**Exercise requirements:**
All entries are to be copied exactly, with pictures removed.

**Data section:**
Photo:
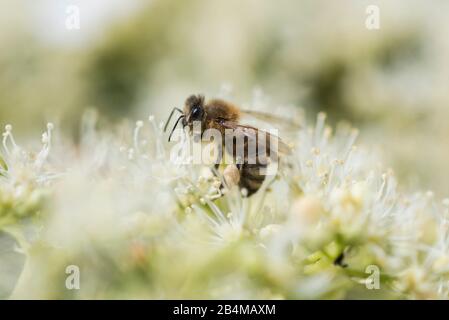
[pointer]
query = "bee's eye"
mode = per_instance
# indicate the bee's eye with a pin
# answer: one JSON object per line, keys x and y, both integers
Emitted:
{"x": 196, "y": 113}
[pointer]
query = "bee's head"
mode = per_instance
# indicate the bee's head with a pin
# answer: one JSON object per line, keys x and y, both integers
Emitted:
{"x": 193, "y": 110}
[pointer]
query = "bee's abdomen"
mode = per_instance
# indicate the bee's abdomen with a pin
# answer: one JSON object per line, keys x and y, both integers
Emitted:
{"x": 251, "y": 177}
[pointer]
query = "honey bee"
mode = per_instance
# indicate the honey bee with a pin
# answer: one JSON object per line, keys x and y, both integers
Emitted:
{"x": 225, "y": 117}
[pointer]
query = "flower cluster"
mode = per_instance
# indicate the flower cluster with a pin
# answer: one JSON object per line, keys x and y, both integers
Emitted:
{"x": 137, "y": 224}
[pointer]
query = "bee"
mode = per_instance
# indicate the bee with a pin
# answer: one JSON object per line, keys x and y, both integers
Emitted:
{"x": 225, "y": 117}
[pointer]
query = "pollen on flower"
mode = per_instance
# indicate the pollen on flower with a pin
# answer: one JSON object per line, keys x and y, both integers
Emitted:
{"x": 328, "y": 199}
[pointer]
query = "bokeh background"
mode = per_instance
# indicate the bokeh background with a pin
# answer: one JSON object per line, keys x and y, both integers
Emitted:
{"x": 132, "y": 58}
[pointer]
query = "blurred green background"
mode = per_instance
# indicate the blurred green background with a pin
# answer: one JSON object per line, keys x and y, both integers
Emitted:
{"x": 132, "y": 58}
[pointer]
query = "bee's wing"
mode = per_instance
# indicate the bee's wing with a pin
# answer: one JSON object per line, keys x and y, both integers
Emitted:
{"x": 252, "y": 134}
{"x": 273, "y": 119}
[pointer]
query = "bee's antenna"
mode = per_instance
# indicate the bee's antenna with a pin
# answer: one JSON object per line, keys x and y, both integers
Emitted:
{"x": 169, "y": 117}
{"x": 174, "y": 127}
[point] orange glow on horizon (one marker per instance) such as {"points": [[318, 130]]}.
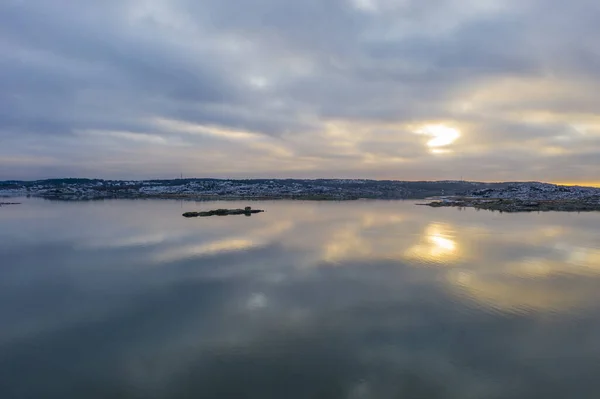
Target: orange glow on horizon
{"points": [[583, 184]]}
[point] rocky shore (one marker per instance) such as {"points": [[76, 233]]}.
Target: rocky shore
{"points": [[588, 204], [223, 212]]}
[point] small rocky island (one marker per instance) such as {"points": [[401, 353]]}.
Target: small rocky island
{"points": [[526, 197], [223, 212], [517, 205]]}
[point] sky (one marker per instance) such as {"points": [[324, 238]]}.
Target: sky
{"points": [[485, 90]]}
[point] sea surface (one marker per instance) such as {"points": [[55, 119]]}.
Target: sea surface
{"points": [[361, 299]]}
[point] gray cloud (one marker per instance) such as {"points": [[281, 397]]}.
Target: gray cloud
{"points": [[506, 74]]}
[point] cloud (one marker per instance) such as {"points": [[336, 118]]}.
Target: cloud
{"points": [[315, 87]]}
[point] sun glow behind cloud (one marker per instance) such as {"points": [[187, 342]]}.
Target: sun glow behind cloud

**Exercise output:**
Photo:
[pointer]
query = "bee's eye"
mode = per_instance
# indicate the bee's eye with a pin
# answer: one JSON object per line, keys x and y, both integers
Emitted:
{"x": 196, "y": 113}
[pointer]
query = "bee's head"
mode = per_instance
# indicate the bee's head with a pin
# answer: one JSON object per line, keys x and y, both integers
Emitted:
{"x": 193, "y": 110}
[pointer]
query = "bee's abdomen"
mode = per_instance
# indicate the bee's abdomen with a pin
# answer: one JSON object per line, keys x and y, both integers
Emitted:
{"x": 251, "y": 177}
[pointer]
query = "honey bee"
mode = per_instance
# indicate the honey bee with a pin
# answer: one JSON object per line, keys x and y, both integers
Emitted:
{"x": 225, "y": 117}
[pointer]
query = "flower cluster"
mode = per_instance
# indicate the flower cluster with a pin
# answer: one JSON object per line, keys x and y, both integers
Emitted:
{"x": 137, "y": 224}
[pointer]
query = "bee"
mode = per_instance
# indicate the bee with a pin
# answer: one JSON object per line, keys x and y, both integers
Emitted:
{"x": 225, "y": 117}
[pointer]
query = "pollen on flower"
mode = per_instance
# indicate the pollen on flower with a pin
# answer: one JSON object per line, keys x and y, both integers
Emitted:
{"x": 328, "y": 199}
[pointer]
query = "bokeh background"
mode = per_instance
# indicate the bokeh background with a pin
# answer: one JSON object per line, keys x and y, both integers
Emitted:
{"x": 132, "y": 58}
[pointer]
query = "blurred green background"
mode = per_instance
# indicate the blurred green background with a pin
# answer: one JSON object per line, keys x and y, both integers
Emitted:
{"x": 132, "y": 58}
[pointer]
query = "bee's wing"
mode = per_instance
# indicate the bee's wing with a pin
# answer: one JSON object per line, keys x and y, both integers
Emitted:
{"x": 252, "y": 134}
{"x": 273, "y": 119}
[pointer]
query = "bee's antenna"
mode = per_instance
# indicate the bee's antenna with a pin
# answer: one JSON object per line, keys x and y, both integers
Emitted:
{"x": 169, "y": 117}
{"x": 174, "y": 127}
[point] orange glow on horizon (one marker per instance) such as {"points": [[318, 130]]}.
Target: orange glow on horizon
{"points": [[583, 184]]}
[point] rocky shore (one marker per instance) such as {"points": [[76, 233]]}.
Target: rocky shore
{"points": [[588, 204], [223, 212]]}
[point] small rocky island (one marker per instance) such as {"points": [[401, 353]]}.
Target: small rocky island
{"points": [[526, 197], [223, 212], [517, 205]]}
[point] sky (one marker per instance) such as {"points": [[324, 238]]}.
Target: sky
{"points": [[485, 90]]}
[point] sea surface (one marker per instance) such as {"points": [[55, 119]]}.
Target: sea surface
{"points": [[361, 299]]}
[point] gray cloud (one marker per instance) such as {"points": [[281, 397]]}.
Target: gray cloud
{"points": [[506, 74]]}
[point] cloud (one marker per instance) such as {"points": [[336, 118]]}.
Target: cloud
{"points": [[315, 87]]}
[point] sun glow behind cloud (one marker per instance) such as {"points": [[187, 342]]}.
Target: sun glow behind cloud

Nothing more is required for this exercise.